▶ INFORMATION SUPPLIED:
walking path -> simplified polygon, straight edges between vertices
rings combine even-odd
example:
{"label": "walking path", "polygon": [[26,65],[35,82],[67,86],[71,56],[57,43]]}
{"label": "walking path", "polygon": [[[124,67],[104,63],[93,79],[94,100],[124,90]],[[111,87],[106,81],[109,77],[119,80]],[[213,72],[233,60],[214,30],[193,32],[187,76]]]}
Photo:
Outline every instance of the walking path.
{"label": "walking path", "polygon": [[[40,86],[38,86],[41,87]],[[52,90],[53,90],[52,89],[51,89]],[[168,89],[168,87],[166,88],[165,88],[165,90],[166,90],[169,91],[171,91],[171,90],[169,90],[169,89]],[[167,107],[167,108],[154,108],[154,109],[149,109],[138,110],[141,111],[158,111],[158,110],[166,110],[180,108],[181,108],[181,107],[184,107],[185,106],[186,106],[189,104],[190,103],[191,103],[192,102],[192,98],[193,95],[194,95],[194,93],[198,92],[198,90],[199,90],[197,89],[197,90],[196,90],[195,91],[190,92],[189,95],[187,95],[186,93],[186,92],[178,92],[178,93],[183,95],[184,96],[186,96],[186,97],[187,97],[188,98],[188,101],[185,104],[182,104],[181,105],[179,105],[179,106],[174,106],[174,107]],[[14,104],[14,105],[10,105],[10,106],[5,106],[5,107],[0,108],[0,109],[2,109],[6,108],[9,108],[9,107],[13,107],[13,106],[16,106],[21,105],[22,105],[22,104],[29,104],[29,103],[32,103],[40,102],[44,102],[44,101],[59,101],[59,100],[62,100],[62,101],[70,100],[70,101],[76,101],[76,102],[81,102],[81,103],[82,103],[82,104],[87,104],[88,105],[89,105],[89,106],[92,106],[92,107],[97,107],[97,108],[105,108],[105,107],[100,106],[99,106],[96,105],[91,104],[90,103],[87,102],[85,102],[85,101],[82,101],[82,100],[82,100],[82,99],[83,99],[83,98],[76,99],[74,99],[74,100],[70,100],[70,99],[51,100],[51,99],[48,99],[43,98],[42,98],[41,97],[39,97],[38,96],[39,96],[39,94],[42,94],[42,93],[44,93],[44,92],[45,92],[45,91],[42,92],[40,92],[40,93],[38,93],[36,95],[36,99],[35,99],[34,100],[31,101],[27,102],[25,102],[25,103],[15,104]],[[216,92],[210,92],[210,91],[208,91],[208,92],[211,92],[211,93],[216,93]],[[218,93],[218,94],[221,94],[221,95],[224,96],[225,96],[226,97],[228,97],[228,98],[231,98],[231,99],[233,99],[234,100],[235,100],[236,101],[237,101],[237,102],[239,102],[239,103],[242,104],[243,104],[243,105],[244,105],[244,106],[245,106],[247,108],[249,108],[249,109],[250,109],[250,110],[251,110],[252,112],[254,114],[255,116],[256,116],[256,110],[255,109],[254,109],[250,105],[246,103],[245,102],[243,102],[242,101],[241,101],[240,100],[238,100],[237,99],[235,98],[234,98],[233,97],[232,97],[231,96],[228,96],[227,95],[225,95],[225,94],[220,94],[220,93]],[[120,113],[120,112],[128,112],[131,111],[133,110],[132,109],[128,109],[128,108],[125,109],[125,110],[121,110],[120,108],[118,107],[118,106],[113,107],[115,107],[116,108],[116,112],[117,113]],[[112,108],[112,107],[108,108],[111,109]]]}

▶ DESCRIPTION OF THE TASK: Quote every item above verbatim, with no changes.

▶ WRITTEN SOLUTION:
walking path -> simplified polygon, straight edges between vertices
rings combine even-odd
example:
{"label": "walking path", "polygon": [[26,65],[35,82],[67,86],[71,56],[57,43]]}
{"label": "walking path", "polygon": [[[124,67],[104,63],[93,79],[94,100],[124,90]],[[111,87],[106,81],[109,77],[119,80]],[[213,72],[233,60],[214,30],[193,32],[187,76]]]}
Photo:
Outline every instance of the walking path.
{"label": "walking path", "polygon": [[[40,86],[38,86],[41,87]],[[52,90],[53,90],[52,89],[51,89]],[[168,89],[168,87],[166,88],[165,88],[165,90],[166,90],[169,91],[171,91],[171,90],[169,90],[169,89]],[[167,107],[167,108],[154,108],[154,109],[149,109],[138,110],[141,111],[158,111],[158,110],[166,110],[180,108],[181,108],[181,107],[184,107],[185,106],[186,106],[189,104],[190,103],[191,103],[192,102],[192,98],[193,95],[194,95],[194,93],[198,92],[198,90],[199,90],[197,89],[197,90],[196,90],[195,91],[190,92],[189,95],[187,95],[186,93],[186,92],[178,92],[178,93],[183,95],[184,96],[186,96],[186,97],[187,97],[188,98],[188,101],[185,104],[182,104],[181,105],[179,105],[179,106],[174,106],[174,107]],[[14,104],[14,105],[10,105],[10,106],[5,106],[5,107],[0,108],[0,109],[2,109],[6,108],[9,108],[9,107],[13,107],[13,106],[16,106],[21,105],[22,105],[22,104],[29,104],[29,103],[32,103],[40,102],[44,102],[44,101],[59,101],[59,100],[62,100],[62,101],[70,100],[70,101],[76,101],[76,102],[81,102],[81,103],[82,103],[82,104],[87,104],[88,105],[89,105],[89,106],[92,106],[92,107],[97,107],[97,108],[105,108],[105,107],[100,106],[99,106],[96,105],[91,104],[90,103],[87,102],[85,102],[85,101],[82,101],[82,100],[82,100],[82,99],[83,99],[83,98],[76,99],[74,99],[74,100],[70,100],[70,99],[51,100],[51,99],[48,99],[43,98],[42,98],[41,97],[39,97],[38,96],[39,96],[39,94],[42,94],[42,93],[44,93],[44,92],[45,92],[45,91],[42,92],[40,92],[40,93],[38,93],[36,95],[36,99],[35,99],[34,100],[31,101],[27,102],[25,102],[25,103],[15,104]],[[216,92],[210,92],[210,91],[208,91],[208,92],[211,92],[211,93],[216,93]],[[218,93],[218,94],[221,94],[221,95],[224,96],[225,96],[226,97],[228,97],[228,98],[231,98],[231,99],[233,99],[234,100],[235,100],[236,101],[237,101],[237,102],[239,102],[239,103],[242,104],[243,104],[243,105],[244,105],[244,106],[245,106],[247,108],[249,108],[249,109],[250,109],[250,110],[251,110],[252,112],[254,114],[255,116],[256,116],[256,110],[255,109],[254,109],[250,105],[246,103],[245,102],[243,102],[242,101],[241,101],[240,100],[238,100],[237,99],[235,98],[234,98],[233,97],[232,97],[231,96],[228,96],[227,95],[225,95],[225,94],[220,94],[220,93]],[[120,113],[120,112],[128,112],[131,111],[133,110],[132,109],[128,109],[128,108],[125,109],[125,110],[121,110],[120,108],[118,107],[118,106],[113,107],[115,107],[116,108],[116,112],[117,113]],[[112,108],[112,107],[108,108],[111,109]]]}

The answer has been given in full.